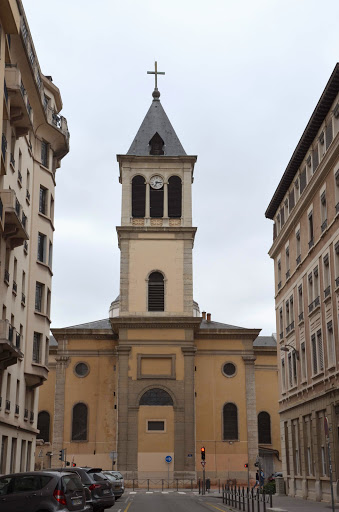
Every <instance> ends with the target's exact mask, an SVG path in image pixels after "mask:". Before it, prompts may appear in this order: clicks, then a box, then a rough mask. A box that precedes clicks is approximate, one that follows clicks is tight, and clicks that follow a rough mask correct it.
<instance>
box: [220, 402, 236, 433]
mask: <svg viewBox="0 0 339 512" xmlns="http://www.w3.org/2000/svg"><path fill="white" fill-rule="evenodd" d="M223 420H224V440H226V441H229V440H233V439H238V408H237V406H236V405H235V404H232V403H227V404H225V405H224V409H223Z"/></svg>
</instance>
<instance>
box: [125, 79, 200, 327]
mask: <svg viewBox="0 0 339 512" xmlns="http://www.w3.org/2000/svg"><path fill="white" fill-rule="evenodd" d="M152 73H154V72H152ZM157 74H159V72H157V70H156V71H155V77H156V78H157ZM152 96H153V101H152V104H151V106H150V108H149V110H148V112H147V114H146V116H145V119H144V120H143V122H142V124H141V126H140V128H139V130H138V132H137V134H136V136H135V138H134V140H133V142H132V144H131V147H130V148H129V150H128V152H127V154H126V155H118V156H117V159H118V162H119V169H120V178H119V179H120V183H121V184H122V212H121V226H119V227H117V232H118V239H119V247H120V251H121V260H120V261H121V264H120V313H119V314H120V316H169V315H170V316H188V317H192V316H193V272H192V249H193V242H194V236H195V232H196V228H194V227H192V183H193V171H194V164H195V162H196V159H197V157H196V156H188V155H187V154H186V152H185V150H184V148H183V147H182V145H181V143H180V141H179V139H178V137H177V135H176V133H175V131H174V129H173V127H172V125H171V123H170V121H169V119H168V117H167V115H166V113H165V111H164V109H163V107H162V105H161V103H160V92H159V91H158V88H157V82H156V86H155V89H154V91H153V94H152Z"/></svg>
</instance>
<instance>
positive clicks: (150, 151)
mask: <svg viewBox="0 0 339 512" xmlns="http://www.w3.org/2000/svg"><path fill="white" fill-rule="evenodd" d="M148 145H149V148H150V151H149V154H150V155H163V154H164V141H163V140H162V138H161V137H160V135H159V134H158V132H156V133H155V134H154V135H153V137H152V138H151V140H150V141H149V143H148Z"/></svg>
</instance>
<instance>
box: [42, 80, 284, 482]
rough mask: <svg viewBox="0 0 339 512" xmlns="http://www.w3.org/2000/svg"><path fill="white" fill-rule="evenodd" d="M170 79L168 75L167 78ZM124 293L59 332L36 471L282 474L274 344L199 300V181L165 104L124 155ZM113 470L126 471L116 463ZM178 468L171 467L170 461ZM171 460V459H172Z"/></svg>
mask: <svg viewBox="0 0 339 512" xmlns="http://www.w3.org/2000/svg"><path fill="white" fill-rule="evenodd" d="M155 76H156V77H157V71H155ZM117 160H118V163H119V173H120V180H119V181H120V184H121V189H122V208H121V210H122V211H121V225H120V226H118V227H117V235H118V244H119V248H120V252H121V260H120V294H119V296H118V297H117V299H116V300H115V301H113V302H112V304H111V307H110V310H109V318H105V319H103V320H96V321H92V322H88V323H85V324H82V325H74V326H72V327H65V328H59V329H53V330H52V332H53V335H54V341H53V342H52V343H51V344H50V375H49V379H48V381H47V383H46V384H44V386H43V387H42V388H41V391H40V401H39V411H40V412H39V417H38V428H39V429H40V435H38V438H39V437H40V438H41V442H40V446H39V447H38V448H37V454H36V455H38V453H39V455H40V457H36V465H37V467H40V466H41V465H43V466H44V467H49V466H50V465H52V466H54V467H57V466H60V464H61V463H60V461H59V460H58V457H59V451H60V450H61V449H66V453H67V460H68V461H70V462H74V463H75V464H77V465H78V466H83V465H88V466H96V467H102V468H104V469H110V468H112V464H113V462H114V461H116V464H115V468H118V469H119V470H120V471H121V472H122V473H123V474H124V476H125V478H126V479H132V478H135V479H144V478H155V477H158V478H167V475H169V476H170V479H172V478H179V479H196V478H197V477H199V476H201V474H202V465H201V448H202V447H204V448H205V452H206V467H205V469H206V476H207V477H210V478H211V479H212V480H213V479H217V478H222V479H226V480H230V479H232V480H236V482H237V483H240V482H247V469H246V468H245V464H247V463H248V464H249V471H250V476H251V478H253V477H254V475H255V471H256V467H255V465H254V464H255V462H256V461H257V460H258V457H261V461H262V462H263V465H264V468H265V471H266V473H267V474H268V473H270V474H271V473H272V472H274V471H278V470H280V468H281V456H280V430H279V417H278V382H277V353H276V352H277V348H276V339H275V337H274V336H272V337H271V336H269V337H264V336H259V333H260V329H246V328H242V327H237V326H234V325H229V324H227V323H220V322H216V321H214V320H212V319H211V314H210V313H208V314H206V313H205V312H203V313H202V314H201V315H200V310H199V306H198V304H197V303H196V302H195V301H194V300H193V268H192V252H193V245H194V239H195V235H196V231H197V228H196V227H194V226H193V224H192V184H193V172H194V166H195V163H196V160H197V157H196V156H191V155H187V154H186V152H185V150H184V148H183V146H182V144H181V142H180V140H179V138H178V137H177V135H176V133H175V131H174V129H173V127H172V125H171V123H170V121H169V119H168V117H167V115H166V113H165V111H164V109H163V107H162V104H161V102H160V93H159V91H158V88H157V84H156V87H155V89H154V92H153V100H152V103H151V106H150V108H149V110H148V112H147V114H146V117H145V119H144V120H143V122H142V124H141V126H140V128H139V130H138V132H137V134H136V136H135V139H134V140H133V142H132V144H131V146H130V149H129V150H128V152H127V153H126V154H123V155H121V154H119V155H118V156H117ZM112 459H114V460H112ZM166 459H167V461H166ZM168 461H170V462H168Z"/></svg>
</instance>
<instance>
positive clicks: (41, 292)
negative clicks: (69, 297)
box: [35, 282, 44, 312]
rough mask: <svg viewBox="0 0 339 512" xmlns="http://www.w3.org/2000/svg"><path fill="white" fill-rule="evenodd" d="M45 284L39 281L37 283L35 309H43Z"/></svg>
mask: <svg viewBox="0 0 339 512" xmlns="http://www.w3.org/2000/svg"><path fill="white" fill-rule="evenodd" d="M43 292H44V285H43V284H42V283H39V282H37V283H36V285H35V309H36V311H40V312H41V311H42V299H43Z"/></svg>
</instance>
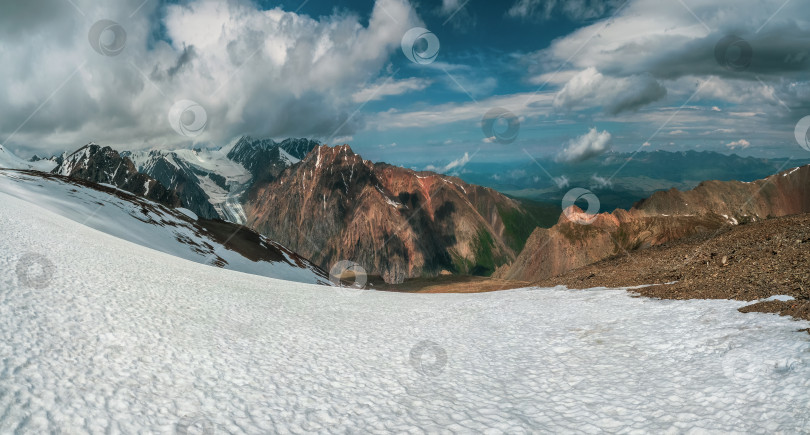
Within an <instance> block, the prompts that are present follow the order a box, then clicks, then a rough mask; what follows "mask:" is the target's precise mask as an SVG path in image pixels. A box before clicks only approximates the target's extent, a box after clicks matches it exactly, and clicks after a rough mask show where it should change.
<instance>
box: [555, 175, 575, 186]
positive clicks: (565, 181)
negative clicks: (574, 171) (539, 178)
mask: <svg viewBox="0 0 810 435" xmlns="http://www.w3.org/2000/svg"><path fill="white" fill-rule="evenodd" d="M552 181H554V184H556V185H557V188H559V189H565V188H566V187H568V186H570V185H571V180H569V179H568V177H566V176H565V175H561V176H559V177H554V178H553V180H552Z"/></svg>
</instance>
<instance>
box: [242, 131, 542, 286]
mask: <svg viewBox="0 0 810 435" xmlns="http://www.w3.org/2000/svg"><path fill="white" fill-rule="evenodd" d="M244 208H245V212H246V214H247V216H248V221H247V225H248V226H250V227H251V228H253V229H255V230H257V231H259V232H261V233H262V234H265V235H267V236H268V237H270V238H273V239H274V240H277V241H278V242H279V243H281V244H283V245H285V246H289V247H290V248H291V249H293V250H294V251H296V252H298V253H300V254H301V255H304V256H305V257H308V258H311V259H312V261H314V262H315V263H316V264H318V265H320V266H321V267H324V268H327V269H329V268H331V267H332V266H333V265H334V264H335V263H336V262H338V261H342V260H349V261H353V262H356V263H359V264H360V265H361V266H362V267H363V268H365V269H366V270H367V271H368V273H369V274H379V275H381V276H382V277H383V279H384V280H385V281H386V282H388V283H401V282H403V280H404V279H405V278H409V277H418V276H435V275H437V274H439V273H441V272H442V271H443V270H447V271H451V272H455V273H473V274H488V273H490V272H492V271H493V270H494V269H495V267H497V266H499V265H501V264H504V263H506V262H509V261H512V260H513V259H514V258H515V255H516V252H515V251H516V249H520V245H522V243H521V244H519V245H516V244H515V242H516V241H515V240H514V239H513V238H511V237H510V234H511V233H510V231H509V229H508V228H507V225H506V224H505V223H504V219H503V217H502V215H505V214H508V215H509V218H510V219H509V221H510V222H512V220H513V217H514V216H518V217H521V216H526V215H527V214H526V213H525V211H524V210H523V209H522V208H521V206H520V205H519V204H518V203H517V202H516V201H514V200H512V199H509V198H507V197H505V196H503V195H501V194H499V193H497V192H495V191H493V190H491V189H488V188H483V187H480V186H473V185H468V184H466V183H464V182H462V181H461V180H459V179H457V178H454V177H448V176H443V175H437V174H434V173H429V172H415V171H412V170H409V169H404V168H400V167H395V166H391V165H387V164H383V163H372V162H370V161H367V160H363V159H362V158H361V157H360V156H359V155H357V154H355V153H354V152H352V150H351V148H349V146H348V145H344V146H339V147H334V148H330V147H328V146H320V147H317V148H315V149H313V150H312V151H311V152H310V153H309V154H308V155H307V156H306V157H305V158H304V159H303V160H302V161H301V162H300V163H297V164H295V165H293V166H292V167H290V168H288V169H287V170H285V171H284V172H282V173H281V174H280V175H279V177H278V178H277V179H275V180H273V181H271V182H269V183H266V184H263V185H257V186H254V188H253V190H252V191H251V192H250V195H249V198H248V200H247V204H246V205H245V207H244ZM527 218H528V217H527ZM518 243H519V242H518ZM516 246H517V248H515V247H516Z"/></svg>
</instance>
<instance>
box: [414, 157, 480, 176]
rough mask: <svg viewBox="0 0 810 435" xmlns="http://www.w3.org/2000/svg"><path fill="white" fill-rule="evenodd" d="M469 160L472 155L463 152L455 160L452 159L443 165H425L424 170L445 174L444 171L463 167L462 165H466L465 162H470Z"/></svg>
mask: <svg viewBox="0 0 810 435" xmlns="http://www.w3.org/2000/svg"><path fill="white" fill-rule="evenodd" d="M470 160H472V157H470V154H469V153H464V155H463V156H461V157H459V158H458V159H456V160H453V161H452V162H450V163H448V164H447V165H445V166H439V167H437V166H433V165H428V166H426V167H425V170H426V171H432V172H438V173H441V174H446V173H448V172H450V171H452V170H453V169H460V168H463V167H464V166H466V165H467V163H470Z"/></svg>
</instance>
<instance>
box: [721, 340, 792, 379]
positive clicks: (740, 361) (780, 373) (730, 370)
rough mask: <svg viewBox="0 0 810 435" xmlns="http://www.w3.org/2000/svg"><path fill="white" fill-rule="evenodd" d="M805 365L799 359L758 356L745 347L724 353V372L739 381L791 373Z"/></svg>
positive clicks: (771, 376) (730, 376) (762, 377)
mask: <svg viewBox="0 0 810 435" xmlns="http://www.w3.org/2000/svg"><path fill="white" fill-rule="evenodd" d="M803 365H804V363H803V362H802V361H799V360H773V359H770V358H766V357H763V356H761V355H760V356H757V355H756V354H754V353H753V352H751V351H749V350H747V349H743V348H739V347H738V348H735V349H731V350H729V351H728V352H726V354H725V355H723V360H722V366H723V374H724V375H725V376H726V377H727V378H728V379H730V380H732V381H734V382H739V383H748V382H754V381H757V380H759V379H762V378H768V377H774V376H786V375H790V374H792V373H794V372H796V371H797V370H800V369H801V367H802V366H803Z"/></svg>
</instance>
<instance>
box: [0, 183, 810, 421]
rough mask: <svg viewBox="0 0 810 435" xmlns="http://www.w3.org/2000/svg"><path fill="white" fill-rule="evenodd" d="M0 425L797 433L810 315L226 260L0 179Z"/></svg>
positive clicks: (695, 301)
mask: <svg viewBox="0 0 810 435" xmlns="http://www.w3.org/2000/svg"><path fill="white" fill-rule="evenodd" d="M0 228H2V237H0V433H47V432H55V433H60V432H61V433H109V434H118V433H166V434H170V433H255V434H259V433H311V432H320V433H487V434H496V433H510V434H512V433H548V432H584V433H597V432H602V431H607V432H626V433H627V432H637V433H641V432H644V433H704V432H715V433H717V432H724V433H725V432H752V433H779V432H781V433H802V432H805V433H806V432H808V431H810V335H808V334H807V333H805V332H797V330H799V329H803V328H807V327H808V326H810V325H808V322H798V321H794V320H791V319H789V318H784V317H778V316H775V315H765V314H741V313H739V312H737V308H739V307H740V306H741V305H742V303H741V302H736V301H658V300H652V299H645V298H635V297H632V295H631V294H629V293H628V292H627V291H625V290H608V289H594V290H589V291H571V290H566V289H562V288H557V289H540V288H531V289H522V290H512V291H504V292H495V293H486V294H465V295H462V294H440V295H427V294H401V293H384V292H374V291H349V290H347V289H340V288H333V287H324V286H316V285H308V284H299V283H292V282H286V281H281V280H276V279H272V278H266V277H261V276H256V275H250V274H246V273H242V272H238V271H233V270H223V269H219V268H214V267H210V266H206V265H204V264H199V263H197V262H193V261H189V260H188V259H182V258H179V257H177V256H173V255H171V254H170V253H166V252H159V251H155V250H152V249H149V248H147V247H145V246H141V245H139V244H136V243H133V242H131V241H127V240H124V239H121V238H117V237H115V236H113V235H111V234H107V233H103V232H101V231H98V230H96V229H94V228H90V227H88V226H85V225H82V223H81V222H80V221H76V220H75V219H73V220H72V219H69V218H68V217H65V216H61V215H59V214H56V213H54V212H53V211H51V210H50V209H48V208H46V207H39V206H37V205H36V204H35V203H33V202H28V201H25V200H24V199H21V198H19V197H15V196H12V195H10V194H8V193H2V192H0Z"/></svg>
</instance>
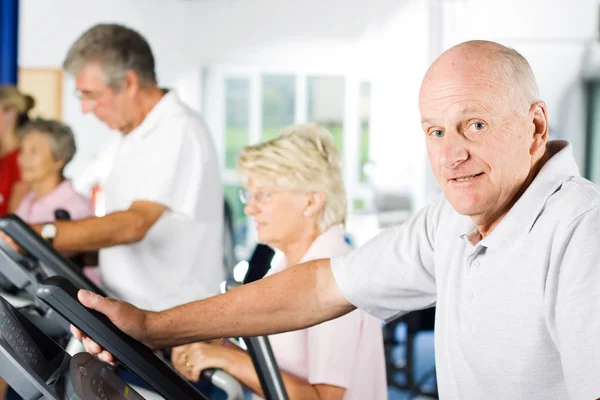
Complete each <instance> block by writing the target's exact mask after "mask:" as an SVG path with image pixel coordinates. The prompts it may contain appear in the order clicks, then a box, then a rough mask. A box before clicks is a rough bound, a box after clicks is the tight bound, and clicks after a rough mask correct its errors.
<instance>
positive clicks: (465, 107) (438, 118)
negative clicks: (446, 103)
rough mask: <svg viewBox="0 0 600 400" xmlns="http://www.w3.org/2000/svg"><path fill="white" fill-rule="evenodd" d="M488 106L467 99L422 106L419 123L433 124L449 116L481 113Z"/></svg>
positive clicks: (477, 114)
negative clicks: (469, 100)
mask: <svg viewBox="0 0 600 400" xmlns="http://www.w3.org/2000/svg"><path fill="white" fill-rule="evenodd" d="M489 110H490V108H489V107H487V105H486V104H483V103H480V102H475V101H467V102H457V103H453V104H450V105H447V106H446V105H439V106H437V107H436V106H422V107H421V109H420V111H421V124H434V123H436V122H440V120H443V119H445V118H447V117H449V116H452V117H456V118H460V117H466V116H472V115H481V114H483V113H487V112H489Z"/></svg>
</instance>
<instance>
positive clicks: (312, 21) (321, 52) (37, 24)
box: [19, 0, 598, 206]
mask: <svg viewBox="0 0 600 400" xmlns="http://www.w3.org/2000/svg"><path fill="white" fill-rule="evenodd" d="M21 3H22V11H21V26H20V35H21V41H20V47H19V50H20V63H21V65H22V66H26V67H36V66H46V67H59V66H60V64H61V62H62V58H63V57H64V55H65V53H66V51H67V49H68V47H69V45H70V44H71V43H72V41H73V40H74V39H75V38H76V37H77V36H78V35H79V34H80V33H81V32H83V31H84V30H85V29H86V28H88V27H90V26H91V25H93V24H94V23H97V22H103V21H116V22H122V23H126V24H128V25H130V26H132V27H133V28H136V29H138V30H139V31H140V32H141V33H142V34H144V35H145V36H146V37H147V38H148V40H149V42H150V44H151V46H152V47H153V50H154V53H155V56H156V59H157V72H158V76H159V80H160V81H161V83H162V84H163V85H168V86H173V87H175V88H176V89H177V90H178V91H179V92H180V93H181V94H182V95H183V97H184V98H185V100H186V101H188V102H190V104H191V105H192V106H194V107H196V108H198V109H200V107H201V104H200V98H201V96H200V94H201V87H200V82H201V76H200V68H201V67H202V66H210V65H214V64H230V65H237V64H244V65H254V66H259V67H261V66H269V67H271V68H277V67H281V68H285V67H286V66H287V67H289V66H294V67H302V68H307V69H311V70H314V69H327V68H330V69H332V70H339V69H341V68H344V69H346V70H348V71H349V72H351V71H360V72H361V73H365V74H368V75H370V76H371V77H372V82H373V84H372V108H371V110H372V112H371V117H372V132H371V133H372V143H371V156H372V158H373V159H374V160H375V161H376V163H377V165H378V171H379V175H378V181H377V184H378V186H379V187H380V188H382V189H384V190H392V191H406V192H408V193H411V194H412V195H413V196H414V197H415V199H416V201H417V206H420V205H422V204H424V203H425V202H427V201H428V199H429V198H430V196H431V195H432V194H434V193H435V192H436V185H435V183H434V182H433V180H432V179H431V176H430V174H429V172H428V168H429V167H428V165H427V161H426V157H425V151H424V138H423V134H422V133H421V130H420V126H419V115H418V104H417V100H418V88H419V85H420V81H421V78H422V76H423V74H424V73H425V71H426V69H427V66H428V65H429V63H430V62H431V61H432V60H433V59H434V58H435V57H436V56H437V55H438V54H439V53H440V52H441V51H442V50H444V49H446V48H448V47H449V46H451V45H453V44H455V43H458V42H460V41H463V40H467V39H474V38H478V39H491V40H496V41H500V42H501V43H504V44H507V45H510V46H513V47H515V48H516V49H517V50H519V51H521V52H522V53H523V54H524V55H525V56H526V57H528V59H529V60H530V62H531V64H532V66H533V69H534V72H535V73H536V75H537V78H538V83H539V86H540V90H541V94H542V97H543V98H544V99H545V100H546V102H547V103H548V107H549V113H550V121H551V124H552V126H553V128H554V129H555V131H556V133H557V135H560V136H561V137H566V138H569V139H572V140H573V141H574V142H575V146H576V151H577V154H580V153H581V151H582V147H581V142H580V137H581V134H582V132H583V129H582V127H583V126H582V122H581V109H582V105H583V101H582V99H581V93H580V90H579V86H580V85H579V81H580V78H579V71H580V69H581V64H582V61H581V60H582V57H583V54H584V50H585V48H586V43H587V42H589V41H590V39H592V38H595V36H596V34H595V32H596V26H597V19H598V18H597V16H598V13H597V11H598V1H597V0H576V1H575V0H546V1H543V0H527V1H522V0H503V1H497V0H454V1H453V0H370V1H364V0H304V1H294V0H236V1H229V0H223V1H178V0H102V1H100V0H87V1H85V2H82V1H79V0H22V2H21ZM65 90H66V91H65V100H64V107H63V110H64V112H65V115H64V119H65V120H66V122H68V123H70V124H71V125H72V126H73V127H74V129H75V131H76V132H77V135H78V144H79V148H80V152H79V154H78V156H77V158H76V160H74V162H73V165H72V171H73V172H74V173H77V172H79V171H80V170H81V169H82V168H83V167H84V166H85V165H86V164H88V163H89V162H90V160H91V159H92V158H93V157H95V156H96V155H97V154H98V153H99V152H100V151H101V150H102V149H104V148H105V147H106V146H107V145H108V143H110V140H111V134H110V133H109V132H107V129H106V128H104V127H103V126H102V125H101V124H100V123H98V122H97V121H95V120H94V118H93V117H91V116H90V117H88V116H82V115H81V113H80V111H79V107H78V102H77V100H76V99H75V98H74V97H73V96H71V92H72V90H73V87H72V83H71V82H69V81H67V82H66V86H65ZM208 101H210V100H208ZM112 137H114V136H112ZM580 160H581V158H580Z"/></svg>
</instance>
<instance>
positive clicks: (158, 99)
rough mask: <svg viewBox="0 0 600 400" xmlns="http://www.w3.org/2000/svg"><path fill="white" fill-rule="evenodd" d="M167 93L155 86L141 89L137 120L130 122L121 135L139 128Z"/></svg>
mask: <svg viewBox="0 0 600 400" xmlns="http://www.w3.org/2000/svg"><path fill="white" fill-rule="evenodd" d="M166 93H167V90H163V89H160V88H158V87H156V86H152V87H149V88H145V89H142V90H141V91H140V94H139V96H140V97H139V102H140V103H139V104H140V112H139V114H138V115H137V118H136V119H135V120H133V121H132V124H131V125H130V126H129V127H127V129H126V130H121V133H122V134H123V135H127V134H128V133H131V132H132V131H133V130H134V129H135V128H137V127H138V126H140V125H141V124H142V122H144V120H145V119H146V117H147V116H148V114H150V112H151V111H152V109H153V108H154V107H155V106H156V105H157V104H158V102H159V101H161V100H162V98H163V96H164V95H165V94H166Z"/></svg>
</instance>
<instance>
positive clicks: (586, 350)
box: [540, 206, 600, 399]
mask: <svg viewBox="0 0 600 400" xmlns="http://www.w3.org/2000/svg"><path fill="white" fill-rule="evenodd" d="M559 233H561V234H560V235H558V234H557V235H555V236H557V237H561V242H562V245H559V246H557V247H558V248H557V249H554V250H553V257H555V260H556V261H555V262H553V263H551V265H550V268H549V272H548V277H547V279H546V297H545V306H546V320H547V324H548V327H549V331H550V334H551V336H552V339H553V340H554V343H555V344H556V346H557V348H558V351H559V352H560V359H561V363H562V368H563V373H564V376H565V381H566V384H567V390H568V392H569V396H570V397H571V398H573V399H596V398H599V397H600V379H598V373H599V372H598V371H600V316H599V315H598V310H600V251H599V250H598V246H599V244H600V206H596V207H595V208H593V209H591V210H589V211H588V212H586V213H585V214H584V215H582V216H580V217H579V218H577V219H576V220H575V221H574V222H572V223H571V224H569V226H568V228H567V231H566V234H564V235H563V234H562V232H559ZM564 238H566V240H565V239H564ZM540 256H541V255H540Z"/></svg>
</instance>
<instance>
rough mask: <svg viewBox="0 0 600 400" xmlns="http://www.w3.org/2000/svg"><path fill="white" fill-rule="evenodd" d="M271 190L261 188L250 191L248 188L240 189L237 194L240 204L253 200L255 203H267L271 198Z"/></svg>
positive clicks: (271, 195)
mask: <svg viewBox="0 0 600 400" xmlns="http://www.w3.org/2000/svg"><path fill="white" fill-rule="evenodd" d="M273 193H274V192H273V191H269V190H261V191H258V192H254V193H253V192H252V191H250V190H248V189H240V190H239V196H240V201H241V202H242V204H248V203H250V202H251V201H254V202H255V203H257V204H268V203H270V202H271V201H272V199H273Z"/></svg>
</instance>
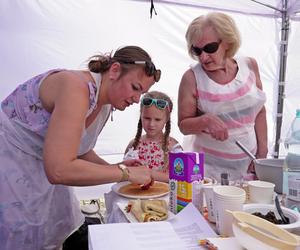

------

EXERCISE:
Swap "rough mask" for "coarse mask" in the items from the start through the line with "box: [220, 402, 236, 433]", and give those lines again with nothing else changed. Leave the pictures out of your answer.

ANSWER:
Every <instance> ends with the target's exact mask, an SVG path in image pixels after "mask:". Before it, prompts may appear in this order: clicks, then a box, then a coarse mask. A box that precedes clicks is approximate, one that follows clicks is tight, and clicks that follow a coarse mask correct it.
<instance>
box: [220, 402, 236, 433]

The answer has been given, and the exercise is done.